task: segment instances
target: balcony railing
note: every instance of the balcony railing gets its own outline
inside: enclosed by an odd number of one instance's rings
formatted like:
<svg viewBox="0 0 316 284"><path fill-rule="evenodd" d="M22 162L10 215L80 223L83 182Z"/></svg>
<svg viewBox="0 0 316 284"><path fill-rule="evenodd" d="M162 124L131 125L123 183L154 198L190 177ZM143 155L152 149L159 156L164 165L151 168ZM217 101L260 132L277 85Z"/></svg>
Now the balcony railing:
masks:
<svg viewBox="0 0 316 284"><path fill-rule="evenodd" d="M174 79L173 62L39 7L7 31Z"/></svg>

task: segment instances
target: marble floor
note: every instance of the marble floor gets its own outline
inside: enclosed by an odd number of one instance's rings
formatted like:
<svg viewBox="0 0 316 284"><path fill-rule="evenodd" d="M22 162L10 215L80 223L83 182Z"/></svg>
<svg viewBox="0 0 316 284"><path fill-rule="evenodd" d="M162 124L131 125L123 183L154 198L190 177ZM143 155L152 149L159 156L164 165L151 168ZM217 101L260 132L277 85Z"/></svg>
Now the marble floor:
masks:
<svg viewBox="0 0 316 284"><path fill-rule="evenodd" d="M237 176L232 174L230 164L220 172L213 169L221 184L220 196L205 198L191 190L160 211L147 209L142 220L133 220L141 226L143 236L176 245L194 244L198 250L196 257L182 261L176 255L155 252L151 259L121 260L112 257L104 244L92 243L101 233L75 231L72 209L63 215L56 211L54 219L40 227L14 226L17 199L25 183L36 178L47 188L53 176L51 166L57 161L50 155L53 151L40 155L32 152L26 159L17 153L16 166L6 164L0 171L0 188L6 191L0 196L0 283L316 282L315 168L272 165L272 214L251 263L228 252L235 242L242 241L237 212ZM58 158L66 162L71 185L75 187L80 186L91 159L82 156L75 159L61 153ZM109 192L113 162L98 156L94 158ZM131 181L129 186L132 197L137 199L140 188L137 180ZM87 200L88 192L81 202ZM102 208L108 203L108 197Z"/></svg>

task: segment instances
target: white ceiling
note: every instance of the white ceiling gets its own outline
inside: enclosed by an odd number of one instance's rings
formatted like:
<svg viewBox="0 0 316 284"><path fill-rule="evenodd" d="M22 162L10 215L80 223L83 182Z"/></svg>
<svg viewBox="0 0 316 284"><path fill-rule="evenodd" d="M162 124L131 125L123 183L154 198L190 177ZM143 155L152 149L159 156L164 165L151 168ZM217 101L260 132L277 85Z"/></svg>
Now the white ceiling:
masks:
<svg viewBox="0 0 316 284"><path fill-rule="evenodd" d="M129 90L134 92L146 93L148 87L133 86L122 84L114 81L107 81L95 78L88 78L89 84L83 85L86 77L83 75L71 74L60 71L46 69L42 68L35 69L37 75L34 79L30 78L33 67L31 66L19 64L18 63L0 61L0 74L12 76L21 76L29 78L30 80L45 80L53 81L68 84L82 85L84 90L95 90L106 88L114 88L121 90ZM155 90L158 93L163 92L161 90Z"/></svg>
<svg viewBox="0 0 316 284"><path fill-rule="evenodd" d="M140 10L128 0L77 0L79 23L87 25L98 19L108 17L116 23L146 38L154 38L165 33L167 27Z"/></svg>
····················
▶ **Work to be completed**: Please pick out each line in the records above that contains the string "railing", and copy those lines in full. Case counts, so a match must have the same capitalization.

▶ **Solved exercise**:
target: balcony railing
note: every instance of the balcony railing gets its own outline
Now the balcony railing:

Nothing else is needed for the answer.